++++ RECORDS
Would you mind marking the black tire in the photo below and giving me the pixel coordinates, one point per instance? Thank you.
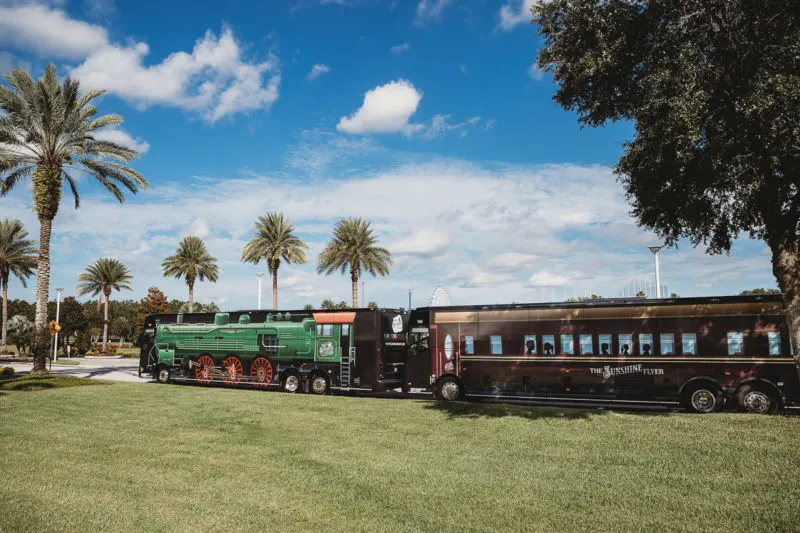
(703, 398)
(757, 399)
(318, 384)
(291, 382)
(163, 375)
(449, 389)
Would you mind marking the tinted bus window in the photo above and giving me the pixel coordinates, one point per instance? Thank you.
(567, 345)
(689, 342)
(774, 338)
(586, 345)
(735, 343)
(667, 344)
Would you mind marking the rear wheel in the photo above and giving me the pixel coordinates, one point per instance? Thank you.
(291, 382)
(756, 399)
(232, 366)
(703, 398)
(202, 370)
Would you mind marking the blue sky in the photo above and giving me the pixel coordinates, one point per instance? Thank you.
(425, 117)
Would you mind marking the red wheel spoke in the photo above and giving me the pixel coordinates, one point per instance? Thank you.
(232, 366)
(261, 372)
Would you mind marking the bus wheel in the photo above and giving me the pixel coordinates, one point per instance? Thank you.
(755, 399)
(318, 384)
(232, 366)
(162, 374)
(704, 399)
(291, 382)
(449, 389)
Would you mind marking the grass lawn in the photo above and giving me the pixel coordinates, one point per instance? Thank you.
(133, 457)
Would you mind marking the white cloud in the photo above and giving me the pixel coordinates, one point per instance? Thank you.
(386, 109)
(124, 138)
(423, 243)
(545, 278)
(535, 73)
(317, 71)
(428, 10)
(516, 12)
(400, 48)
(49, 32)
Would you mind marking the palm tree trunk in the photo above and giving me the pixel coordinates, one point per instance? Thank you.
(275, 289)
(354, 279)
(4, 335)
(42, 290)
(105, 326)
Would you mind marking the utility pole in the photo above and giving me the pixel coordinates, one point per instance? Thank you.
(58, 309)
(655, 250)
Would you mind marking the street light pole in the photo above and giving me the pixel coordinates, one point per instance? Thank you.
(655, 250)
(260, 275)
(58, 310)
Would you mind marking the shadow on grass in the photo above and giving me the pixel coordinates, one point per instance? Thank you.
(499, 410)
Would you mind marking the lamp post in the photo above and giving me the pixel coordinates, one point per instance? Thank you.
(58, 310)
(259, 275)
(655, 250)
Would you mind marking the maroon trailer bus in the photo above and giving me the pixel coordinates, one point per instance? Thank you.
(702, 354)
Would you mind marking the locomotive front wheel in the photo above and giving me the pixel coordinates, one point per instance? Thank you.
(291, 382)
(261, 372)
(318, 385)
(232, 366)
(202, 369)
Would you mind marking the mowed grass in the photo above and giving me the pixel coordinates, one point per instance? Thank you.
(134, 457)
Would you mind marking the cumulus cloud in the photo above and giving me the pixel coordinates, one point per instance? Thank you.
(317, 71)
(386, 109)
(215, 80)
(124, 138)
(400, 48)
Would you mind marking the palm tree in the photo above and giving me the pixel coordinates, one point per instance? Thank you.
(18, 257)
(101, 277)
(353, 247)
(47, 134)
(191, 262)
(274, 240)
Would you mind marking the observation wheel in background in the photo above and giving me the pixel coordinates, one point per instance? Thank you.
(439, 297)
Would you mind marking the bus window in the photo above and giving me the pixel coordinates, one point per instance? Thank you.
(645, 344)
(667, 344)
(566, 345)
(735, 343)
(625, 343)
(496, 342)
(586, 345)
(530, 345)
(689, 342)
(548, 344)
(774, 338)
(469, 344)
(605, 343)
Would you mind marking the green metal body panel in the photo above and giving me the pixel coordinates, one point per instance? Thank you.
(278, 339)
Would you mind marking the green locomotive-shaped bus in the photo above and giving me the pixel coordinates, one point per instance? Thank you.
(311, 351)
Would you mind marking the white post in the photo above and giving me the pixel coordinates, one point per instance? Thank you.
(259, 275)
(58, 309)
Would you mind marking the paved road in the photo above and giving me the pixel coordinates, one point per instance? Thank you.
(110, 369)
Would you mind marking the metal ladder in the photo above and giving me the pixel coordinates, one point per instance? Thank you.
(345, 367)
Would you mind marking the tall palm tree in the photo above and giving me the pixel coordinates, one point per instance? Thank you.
++++++++
++++ RECORDS
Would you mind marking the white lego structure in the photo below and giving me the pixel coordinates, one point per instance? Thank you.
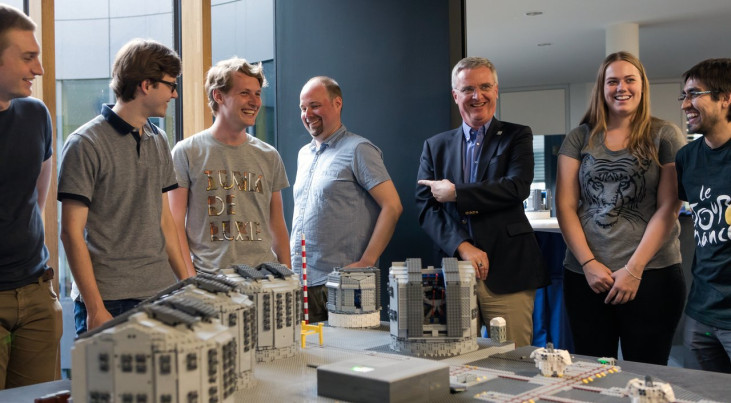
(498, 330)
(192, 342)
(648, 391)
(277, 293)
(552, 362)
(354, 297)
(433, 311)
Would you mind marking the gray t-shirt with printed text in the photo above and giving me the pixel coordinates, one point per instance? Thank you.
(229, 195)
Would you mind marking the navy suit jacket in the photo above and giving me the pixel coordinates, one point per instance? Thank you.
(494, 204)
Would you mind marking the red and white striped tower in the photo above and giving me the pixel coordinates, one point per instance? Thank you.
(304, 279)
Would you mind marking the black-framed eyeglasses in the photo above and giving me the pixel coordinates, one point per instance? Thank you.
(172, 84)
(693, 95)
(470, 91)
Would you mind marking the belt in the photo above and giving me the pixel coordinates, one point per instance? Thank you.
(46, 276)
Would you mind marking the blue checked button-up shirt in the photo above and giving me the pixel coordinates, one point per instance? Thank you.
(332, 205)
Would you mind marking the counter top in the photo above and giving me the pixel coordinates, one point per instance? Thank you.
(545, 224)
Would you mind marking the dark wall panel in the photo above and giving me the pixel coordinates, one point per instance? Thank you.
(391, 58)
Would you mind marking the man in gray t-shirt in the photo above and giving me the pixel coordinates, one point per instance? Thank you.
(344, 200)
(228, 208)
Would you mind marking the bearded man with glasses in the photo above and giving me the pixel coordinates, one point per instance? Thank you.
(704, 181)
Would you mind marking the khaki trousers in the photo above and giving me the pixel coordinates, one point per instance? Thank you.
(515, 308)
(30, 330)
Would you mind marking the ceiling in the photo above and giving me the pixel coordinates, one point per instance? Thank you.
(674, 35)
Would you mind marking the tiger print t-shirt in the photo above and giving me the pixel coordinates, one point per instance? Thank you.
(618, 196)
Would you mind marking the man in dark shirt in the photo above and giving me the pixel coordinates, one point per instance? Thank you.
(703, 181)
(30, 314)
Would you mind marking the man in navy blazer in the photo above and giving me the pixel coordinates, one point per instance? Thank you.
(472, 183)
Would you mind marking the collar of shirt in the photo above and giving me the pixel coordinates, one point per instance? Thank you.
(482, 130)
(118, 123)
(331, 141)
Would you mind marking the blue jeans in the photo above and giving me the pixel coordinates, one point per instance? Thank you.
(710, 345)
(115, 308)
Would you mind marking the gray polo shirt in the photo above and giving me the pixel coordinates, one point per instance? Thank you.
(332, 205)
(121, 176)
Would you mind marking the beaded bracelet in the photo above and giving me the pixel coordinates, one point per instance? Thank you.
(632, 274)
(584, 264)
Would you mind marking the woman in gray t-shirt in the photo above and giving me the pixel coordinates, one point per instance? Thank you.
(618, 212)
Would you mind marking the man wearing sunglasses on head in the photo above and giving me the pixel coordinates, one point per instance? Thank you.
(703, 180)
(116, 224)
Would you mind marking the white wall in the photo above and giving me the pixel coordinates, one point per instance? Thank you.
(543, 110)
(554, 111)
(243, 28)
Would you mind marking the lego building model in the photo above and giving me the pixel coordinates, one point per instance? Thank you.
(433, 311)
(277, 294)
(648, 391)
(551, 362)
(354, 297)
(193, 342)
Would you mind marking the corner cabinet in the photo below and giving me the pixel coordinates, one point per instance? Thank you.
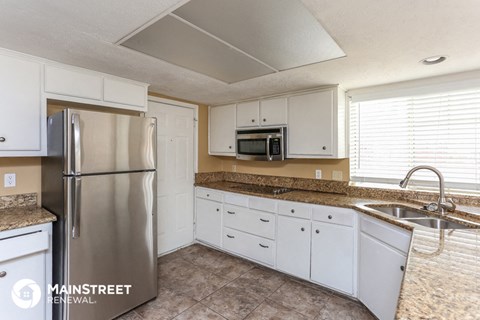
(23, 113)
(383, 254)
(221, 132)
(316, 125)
++++++++
How many lines in the records contain the word "cloud"? Reply with the number alone.

**RESPONSE TO THIS EXERCISE**
2